───── Input ─────

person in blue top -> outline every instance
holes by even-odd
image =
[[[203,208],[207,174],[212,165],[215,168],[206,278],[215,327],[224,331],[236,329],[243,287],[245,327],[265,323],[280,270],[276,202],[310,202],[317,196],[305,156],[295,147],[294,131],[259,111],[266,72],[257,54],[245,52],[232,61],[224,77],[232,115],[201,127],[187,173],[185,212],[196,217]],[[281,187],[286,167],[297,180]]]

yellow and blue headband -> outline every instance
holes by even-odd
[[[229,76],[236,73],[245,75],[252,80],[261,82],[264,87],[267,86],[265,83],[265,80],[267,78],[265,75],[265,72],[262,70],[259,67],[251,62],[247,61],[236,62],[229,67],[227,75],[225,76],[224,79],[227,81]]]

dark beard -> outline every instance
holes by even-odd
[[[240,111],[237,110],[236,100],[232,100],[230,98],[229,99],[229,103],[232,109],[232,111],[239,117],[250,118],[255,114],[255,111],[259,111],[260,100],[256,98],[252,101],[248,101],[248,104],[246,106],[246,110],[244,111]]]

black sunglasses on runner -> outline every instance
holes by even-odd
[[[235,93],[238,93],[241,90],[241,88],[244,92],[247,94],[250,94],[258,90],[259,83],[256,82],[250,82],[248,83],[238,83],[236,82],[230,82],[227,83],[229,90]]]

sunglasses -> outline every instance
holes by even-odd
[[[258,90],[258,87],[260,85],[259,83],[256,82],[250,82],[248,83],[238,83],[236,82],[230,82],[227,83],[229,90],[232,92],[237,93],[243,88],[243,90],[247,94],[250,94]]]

─────

Short task
Reproduce all the records above, substituting "segment" for every occurrence of "outline" and leaving everything else unchanged.

Task answer
person in blue top -> segment every instance
holes by even-odd
image =
[[[203,208],[207,174],[212,165],[215,168],[206,278],[215,327],[224,331],[236,329],[243,287],[245,327],[265,323],[280,270],[276,202],[310,202],[317,196],[305,156],[295,147],[294,131],[259,111],[266,72],[257,54],[245,52],[232,61],[224,77],[232,115],[201,127],[187,173],[185,212],[196,217]],[[281,187],[286,167],[297,180]]]

yellow and blue headband -> segment every instance
holes by even-odd
[[[229,76],[236,73],[245,75],[252,80],[261,82],[264,87],[267,86],[265,83],[265,80],[267,78],[265,75],[265,72],[262,70],[259,67],[251,62],[247,61],[236,62],[229,67],[227,75],[225,76],[224,79],[227,81]]]

dark beard -> segment every instance
holes by even-odd
[[[240,111],[237,110],[236,100],[232,100],[230,98],[229,99],[229,103],[232,109],[232,111],[239,117],[250,118],[255,114],[255,111],[259,111],[260,100],[256,98],[252,101],[248,101],[248,104],[246,106],[246,110],[244,111]]]

black sunglasses on runner -> segment every instance
holes by even-odd
[[[235,93],[238,93],[241,90],[241,88],[244,92],[247,94],[250,94],[258,90],[259,83],[256,82],[250,82],[248,83],[238,83],[236,82],[230,82],[227,83],[229,90]]]

sunglasses -> segment every instance
holes by even-odd
[[[258,90],[258,87],[260,85],[259,83],[256,82],[250,82],[248,83],[238,83],[236,82],[230,82],[227,83],[229,90],[232,92],[237,93],[243,88],[243,90],[247,94],[250,94]]]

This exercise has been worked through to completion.